━━ EXTRACT PROVIDED

# Cross Validation
---
This notebook uses Cirrus to perform cross validation on a logistic regression model.

## Setup
---

In [1]:
# To ease development, each time a cell is run, all modules will be reloaded.
%load_ext autoreload
%autoreload 2

In [2]:
import logging
import sys
import atexit

In [3]:
# Cirrus produces logs, but they will not show unless we add a handler that prints.
from cirrus import utilities
utilities.set_logging_handler()

In [4]:
from cirrus import instance, automate, lr, GridSearch, cv_utils

[     _initialize | ResourceManager] Initializing no-retries Lambda client.
[     _initialize | ResourceManager] Initializing IAM resource.
[     _initialize | ResourceManager] Initializing EC2 resource.
[     _initialize | ResourceManager] Initializing Cloudwatch Logs client.
[     _initialize | ResourceManager] Initializing S3 resource.
[     _initialize | ResourceManager] Initializing STS client.


## Instances, base task configuration, hyperparameters
---

First, we start some EC2 instances.

━━━━

Reproduce the portion of the cross validation notebook starting with "from cirrus import utilities" and going on through "Initializing S3 resource.".

━━ DATASET EXTRACT

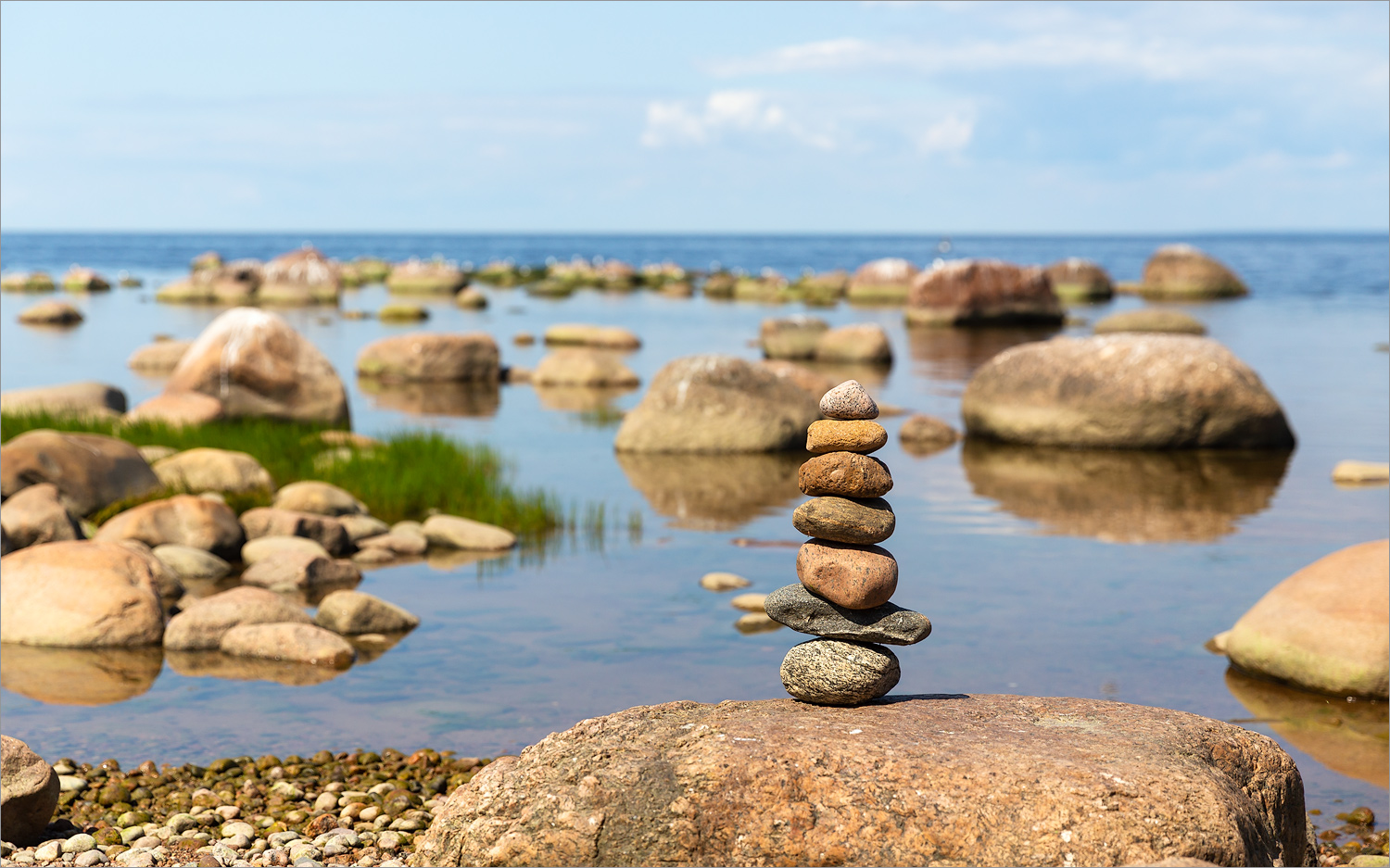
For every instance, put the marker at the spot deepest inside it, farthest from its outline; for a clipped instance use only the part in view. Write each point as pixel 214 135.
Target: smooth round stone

━━━━

TASK RESPONSE:
from cirrus import utilities
utilities.set_logging_handler()

In [4]:
from cirrus import instance, automate, lr, GridSearch, cv_utils

[     _initialize | ResourceManager] Initializing no-retries Lambda client.
[     _initialize | ResourceManager] Initializing IAM resource.
[     _initialize | ResourceManager] Initializing EC2 resource.
[     _initialize | ResourceManager] Initializing Cloudwatch Logs client.
[     _initialize | ResourceManager] Initializing S3 resource.